## Excerpt provided:
## BEGIN

Okay, so I've been going out with this girl for almost a year. I'm 18, she's 19. She goes to UC San Diego, I'm going to USC. She's smart, kind, caring, cute, and I really do think she cares about me. I also really do care about her.

 

But I can't help get the feeling we're just "buddies" or "pals." Whenever we talk, it's always casual talk about our day, what's been going on, etc. At the end of our conversations, we tack on an "I love you," and it just feels so forced. And that's it. That's the extent of our communication.

 

Now, when I think of boyfriend/girlfriend, I think of two people who say sweet, romantic things to each other, who are passionate toward each other, sexually-charged, flirtatious, etc. Maybe talk dirty on the phone from time to time. Maybe dress sexy on webcam. That sort of thing. But with her, I just feel like a good friend. Or even worse, I feel like we're already an old married couple... and we're still in the peak years of our relationship and lives. And again, I'm not expecting that kind of thing all the time - but occasionally would be nice.

 

We've both agreed that she is not a very sexual person, or at least that her sexual needs are certainly not as great as mine. She says no sex before marriage, and the furthest we've gotten is to a bit of dry humping with all our clothes on. And I don't think it's going any farther than that, which is endlessly frustrating for me. And while I understand that a boyfriend should also be a best friend, I can't help but feel like I'm ONLY a best friend... who she might happen to think is cute.

 

Does anyone have any advice for me? I'm not really sure what to do. Like I said, I really do care about her, so don't think I'm just some lusty horndog. But we just seem to have really different ideas about what a couple is, and how a couple should act, and while she may be perfectly content with merely swapping stories about each other's day, I'm not. I want more out a relationship. What can I do?

Posted

I'm in the same boat. Thanks for being open about your situation. I'd like to see what types of advice you get on this as well.

Posted

Well, IMO the sexual issues are important. By saying she's "not that sexual a person," what is really means is this:

 

"I don't want to f*ck YOU."

 

See, in a year after you two break up, she'll be boning some other guy like nobody's business. The marriage excuse is exactly that - an EXCUSE. Unfortunately, it sounds like she's not very sexually attracted to you.

 

Sex is a BIG DEAL. If you're in a relationship, and you're not having it, that relationship is effectively OVER. This is important to you, as it should be - STOP making excuses to yourself and STOP feeling bad for wanting basic, human, physical intimacy.

## END

## Short task:
Do these statements agree with the forum thread above? Answer yes or no for each and quote the deciding words. 1. The original poster attends UC San Diego. 2. The couple's conversations are mostly casual talk about their day. 3. The girlfriend says there will be no sex before marriage.

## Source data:
## BEGIN

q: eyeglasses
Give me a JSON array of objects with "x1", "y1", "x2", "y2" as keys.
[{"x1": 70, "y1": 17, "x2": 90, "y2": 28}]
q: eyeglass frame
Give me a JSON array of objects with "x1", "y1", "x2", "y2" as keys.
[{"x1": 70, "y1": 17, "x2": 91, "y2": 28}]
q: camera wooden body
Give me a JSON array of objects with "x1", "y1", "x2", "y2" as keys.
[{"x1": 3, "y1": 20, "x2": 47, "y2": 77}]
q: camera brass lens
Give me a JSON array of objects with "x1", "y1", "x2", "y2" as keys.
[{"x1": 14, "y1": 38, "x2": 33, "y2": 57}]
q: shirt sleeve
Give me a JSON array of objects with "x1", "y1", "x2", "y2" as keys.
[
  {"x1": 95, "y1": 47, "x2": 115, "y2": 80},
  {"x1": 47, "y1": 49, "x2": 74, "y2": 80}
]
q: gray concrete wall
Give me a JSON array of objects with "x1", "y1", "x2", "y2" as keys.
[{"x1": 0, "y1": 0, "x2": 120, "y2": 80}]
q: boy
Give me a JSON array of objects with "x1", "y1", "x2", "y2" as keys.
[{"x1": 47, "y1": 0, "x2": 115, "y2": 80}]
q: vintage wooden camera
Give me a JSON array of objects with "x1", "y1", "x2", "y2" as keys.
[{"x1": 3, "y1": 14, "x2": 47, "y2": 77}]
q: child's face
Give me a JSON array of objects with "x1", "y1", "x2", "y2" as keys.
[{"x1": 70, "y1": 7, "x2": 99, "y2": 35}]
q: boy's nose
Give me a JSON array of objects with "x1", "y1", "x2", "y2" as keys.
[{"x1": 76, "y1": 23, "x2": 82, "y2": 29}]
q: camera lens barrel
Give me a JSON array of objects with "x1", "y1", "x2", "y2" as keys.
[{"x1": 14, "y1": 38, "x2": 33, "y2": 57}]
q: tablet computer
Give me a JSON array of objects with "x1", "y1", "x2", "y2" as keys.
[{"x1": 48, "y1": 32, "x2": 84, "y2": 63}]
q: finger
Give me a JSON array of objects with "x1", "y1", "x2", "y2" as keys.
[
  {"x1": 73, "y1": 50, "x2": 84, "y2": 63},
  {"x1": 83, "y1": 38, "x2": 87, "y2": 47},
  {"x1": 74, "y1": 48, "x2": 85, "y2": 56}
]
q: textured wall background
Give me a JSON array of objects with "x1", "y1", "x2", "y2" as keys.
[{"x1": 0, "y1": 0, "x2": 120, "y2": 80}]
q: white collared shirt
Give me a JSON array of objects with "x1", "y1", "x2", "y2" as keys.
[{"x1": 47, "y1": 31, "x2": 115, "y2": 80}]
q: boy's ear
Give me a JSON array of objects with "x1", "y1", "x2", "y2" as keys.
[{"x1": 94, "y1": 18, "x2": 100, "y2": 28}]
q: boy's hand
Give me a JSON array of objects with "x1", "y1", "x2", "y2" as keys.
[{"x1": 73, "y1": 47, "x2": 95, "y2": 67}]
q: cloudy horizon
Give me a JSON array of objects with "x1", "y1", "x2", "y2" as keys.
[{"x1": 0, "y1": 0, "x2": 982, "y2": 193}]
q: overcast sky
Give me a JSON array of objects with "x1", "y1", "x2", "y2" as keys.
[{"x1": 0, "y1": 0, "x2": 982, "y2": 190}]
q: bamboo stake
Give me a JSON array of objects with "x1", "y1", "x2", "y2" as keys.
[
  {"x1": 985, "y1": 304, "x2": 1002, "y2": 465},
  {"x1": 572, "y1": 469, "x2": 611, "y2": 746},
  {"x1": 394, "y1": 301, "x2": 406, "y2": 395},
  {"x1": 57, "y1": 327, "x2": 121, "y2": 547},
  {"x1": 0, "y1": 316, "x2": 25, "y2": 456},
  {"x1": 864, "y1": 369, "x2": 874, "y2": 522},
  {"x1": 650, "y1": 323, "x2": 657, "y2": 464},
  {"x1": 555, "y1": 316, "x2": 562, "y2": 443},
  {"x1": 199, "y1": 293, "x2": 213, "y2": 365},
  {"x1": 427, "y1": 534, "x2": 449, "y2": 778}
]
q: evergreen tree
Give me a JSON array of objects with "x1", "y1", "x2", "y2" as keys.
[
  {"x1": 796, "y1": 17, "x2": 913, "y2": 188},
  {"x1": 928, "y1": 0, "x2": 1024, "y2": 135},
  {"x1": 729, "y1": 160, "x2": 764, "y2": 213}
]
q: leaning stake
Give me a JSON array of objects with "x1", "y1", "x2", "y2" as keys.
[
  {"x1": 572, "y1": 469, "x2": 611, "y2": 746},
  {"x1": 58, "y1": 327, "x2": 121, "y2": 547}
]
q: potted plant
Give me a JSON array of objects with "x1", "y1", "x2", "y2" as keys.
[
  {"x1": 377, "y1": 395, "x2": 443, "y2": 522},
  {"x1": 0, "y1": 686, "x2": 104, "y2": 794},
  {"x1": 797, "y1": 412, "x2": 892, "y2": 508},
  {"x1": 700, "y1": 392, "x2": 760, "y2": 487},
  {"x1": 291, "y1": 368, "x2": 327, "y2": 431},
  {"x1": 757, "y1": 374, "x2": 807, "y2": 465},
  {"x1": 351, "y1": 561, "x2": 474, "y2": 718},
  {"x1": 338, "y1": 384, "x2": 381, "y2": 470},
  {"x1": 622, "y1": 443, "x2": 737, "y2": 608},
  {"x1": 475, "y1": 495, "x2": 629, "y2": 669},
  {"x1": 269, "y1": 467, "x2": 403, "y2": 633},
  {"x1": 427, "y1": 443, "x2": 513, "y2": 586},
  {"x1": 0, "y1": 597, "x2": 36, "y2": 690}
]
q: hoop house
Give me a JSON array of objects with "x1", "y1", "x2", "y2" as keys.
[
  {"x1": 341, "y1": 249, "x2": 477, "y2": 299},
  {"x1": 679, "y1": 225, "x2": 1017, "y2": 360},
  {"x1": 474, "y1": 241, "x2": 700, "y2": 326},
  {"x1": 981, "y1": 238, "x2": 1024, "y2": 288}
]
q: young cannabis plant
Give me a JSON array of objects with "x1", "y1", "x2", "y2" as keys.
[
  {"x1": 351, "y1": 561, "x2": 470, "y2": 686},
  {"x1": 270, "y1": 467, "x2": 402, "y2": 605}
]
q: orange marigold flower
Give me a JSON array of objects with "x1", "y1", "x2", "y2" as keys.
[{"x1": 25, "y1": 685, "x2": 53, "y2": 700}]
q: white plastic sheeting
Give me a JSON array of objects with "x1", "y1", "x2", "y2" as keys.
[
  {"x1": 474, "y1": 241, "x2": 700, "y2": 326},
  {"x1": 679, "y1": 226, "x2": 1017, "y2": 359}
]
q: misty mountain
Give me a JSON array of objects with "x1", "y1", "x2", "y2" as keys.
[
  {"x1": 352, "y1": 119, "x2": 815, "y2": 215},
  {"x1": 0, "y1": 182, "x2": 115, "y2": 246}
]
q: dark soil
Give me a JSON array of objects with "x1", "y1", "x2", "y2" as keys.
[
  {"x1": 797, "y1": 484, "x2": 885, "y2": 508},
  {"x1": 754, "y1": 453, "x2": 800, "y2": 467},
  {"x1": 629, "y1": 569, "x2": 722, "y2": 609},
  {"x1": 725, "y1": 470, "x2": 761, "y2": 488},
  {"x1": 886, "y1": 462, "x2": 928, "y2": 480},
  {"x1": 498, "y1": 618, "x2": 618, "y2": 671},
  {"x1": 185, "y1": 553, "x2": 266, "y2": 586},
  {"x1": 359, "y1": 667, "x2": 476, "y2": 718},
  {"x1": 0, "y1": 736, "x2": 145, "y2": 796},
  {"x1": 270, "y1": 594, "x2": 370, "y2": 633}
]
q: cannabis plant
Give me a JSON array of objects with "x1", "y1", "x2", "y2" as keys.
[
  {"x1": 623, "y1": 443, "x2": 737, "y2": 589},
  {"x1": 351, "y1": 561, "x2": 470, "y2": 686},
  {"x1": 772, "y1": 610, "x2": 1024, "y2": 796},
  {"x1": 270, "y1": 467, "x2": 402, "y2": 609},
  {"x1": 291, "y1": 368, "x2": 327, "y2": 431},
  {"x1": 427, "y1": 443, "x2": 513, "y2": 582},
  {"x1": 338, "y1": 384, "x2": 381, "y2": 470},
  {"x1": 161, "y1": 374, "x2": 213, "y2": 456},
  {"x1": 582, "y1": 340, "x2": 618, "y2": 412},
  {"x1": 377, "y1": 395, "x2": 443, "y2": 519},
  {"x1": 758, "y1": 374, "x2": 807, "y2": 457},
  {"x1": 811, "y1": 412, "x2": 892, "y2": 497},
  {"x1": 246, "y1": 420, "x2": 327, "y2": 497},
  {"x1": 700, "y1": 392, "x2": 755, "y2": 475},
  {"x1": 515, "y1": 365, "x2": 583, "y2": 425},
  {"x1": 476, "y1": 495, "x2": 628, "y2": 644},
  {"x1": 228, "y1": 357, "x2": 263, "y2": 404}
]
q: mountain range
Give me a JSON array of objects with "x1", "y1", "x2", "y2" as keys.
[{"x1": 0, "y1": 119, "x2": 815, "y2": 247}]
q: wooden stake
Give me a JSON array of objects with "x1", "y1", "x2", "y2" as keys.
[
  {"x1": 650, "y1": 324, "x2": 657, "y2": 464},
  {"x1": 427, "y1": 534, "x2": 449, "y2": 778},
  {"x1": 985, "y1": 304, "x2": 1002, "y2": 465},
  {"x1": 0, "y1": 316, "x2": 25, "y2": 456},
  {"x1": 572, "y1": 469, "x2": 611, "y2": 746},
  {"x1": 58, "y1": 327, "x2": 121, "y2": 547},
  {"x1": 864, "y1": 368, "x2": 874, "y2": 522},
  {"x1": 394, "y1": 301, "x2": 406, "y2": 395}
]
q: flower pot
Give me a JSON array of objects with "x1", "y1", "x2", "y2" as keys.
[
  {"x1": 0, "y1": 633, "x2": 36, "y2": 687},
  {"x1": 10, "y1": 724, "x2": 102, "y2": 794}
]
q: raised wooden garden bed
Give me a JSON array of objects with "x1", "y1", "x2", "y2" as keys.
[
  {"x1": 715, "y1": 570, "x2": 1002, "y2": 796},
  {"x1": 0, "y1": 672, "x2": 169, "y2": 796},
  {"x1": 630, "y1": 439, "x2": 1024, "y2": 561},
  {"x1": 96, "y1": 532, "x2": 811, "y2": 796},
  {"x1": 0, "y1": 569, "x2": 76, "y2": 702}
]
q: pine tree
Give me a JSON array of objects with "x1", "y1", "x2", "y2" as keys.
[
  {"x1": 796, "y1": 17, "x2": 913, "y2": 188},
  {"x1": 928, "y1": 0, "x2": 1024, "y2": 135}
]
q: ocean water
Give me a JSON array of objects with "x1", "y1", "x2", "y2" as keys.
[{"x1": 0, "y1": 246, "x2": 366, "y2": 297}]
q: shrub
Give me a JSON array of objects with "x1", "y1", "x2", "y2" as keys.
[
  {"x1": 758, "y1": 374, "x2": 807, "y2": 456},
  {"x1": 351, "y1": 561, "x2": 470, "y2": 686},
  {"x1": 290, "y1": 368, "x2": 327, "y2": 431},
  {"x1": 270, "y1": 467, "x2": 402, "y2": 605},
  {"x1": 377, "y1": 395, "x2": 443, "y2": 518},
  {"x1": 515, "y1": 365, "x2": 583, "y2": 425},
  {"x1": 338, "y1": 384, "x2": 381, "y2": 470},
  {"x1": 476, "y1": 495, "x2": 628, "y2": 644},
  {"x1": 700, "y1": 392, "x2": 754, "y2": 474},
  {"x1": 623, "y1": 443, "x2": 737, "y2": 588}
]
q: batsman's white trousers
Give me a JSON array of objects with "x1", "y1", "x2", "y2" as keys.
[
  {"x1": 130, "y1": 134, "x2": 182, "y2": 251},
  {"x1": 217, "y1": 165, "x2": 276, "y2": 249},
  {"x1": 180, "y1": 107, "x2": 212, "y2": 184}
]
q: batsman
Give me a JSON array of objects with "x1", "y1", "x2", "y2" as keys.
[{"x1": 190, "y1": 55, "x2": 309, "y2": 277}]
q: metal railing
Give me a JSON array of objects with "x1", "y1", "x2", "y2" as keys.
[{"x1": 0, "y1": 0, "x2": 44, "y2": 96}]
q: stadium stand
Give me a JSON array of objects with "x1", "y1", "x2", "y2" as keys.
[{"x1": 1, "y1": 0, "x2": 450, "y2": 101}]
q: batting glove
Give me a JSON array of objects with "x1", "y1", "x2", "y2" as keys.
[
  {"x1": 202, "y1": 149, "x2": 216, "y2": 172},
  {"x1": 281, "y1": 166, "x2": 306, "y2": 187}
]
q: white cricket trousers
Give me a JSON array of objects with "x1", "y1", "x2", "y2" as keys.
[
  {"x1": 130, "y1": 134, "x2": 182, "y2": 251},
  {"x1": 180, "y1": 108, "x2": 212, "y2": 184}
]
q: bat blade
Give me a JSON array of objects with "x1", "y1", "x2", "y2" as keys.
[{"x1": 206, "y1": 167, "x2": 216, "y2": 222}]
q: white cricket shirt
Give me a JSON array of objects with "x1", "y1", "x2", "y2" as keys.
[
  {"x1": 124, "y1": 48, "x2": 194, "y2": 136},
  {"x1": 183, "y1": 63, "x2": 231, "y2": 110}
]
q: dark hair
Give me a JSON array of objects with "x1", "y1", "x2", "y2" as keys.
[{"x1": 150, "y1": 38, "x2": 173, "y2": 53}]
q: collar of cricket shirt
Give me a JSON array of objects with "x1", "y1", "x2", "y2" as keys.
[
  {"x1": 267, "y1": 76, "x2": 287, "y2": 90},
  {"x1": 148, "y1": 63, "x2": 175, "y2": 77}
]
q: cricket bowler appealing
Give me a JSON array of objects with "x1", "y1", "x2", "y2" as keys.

## END

## Output for this task:
1. No: "She goes to UC San Diego, I'm going to USC."
2. Yes: "it's always casual talk about our day"
3. Yes: "She says no sex before marriage"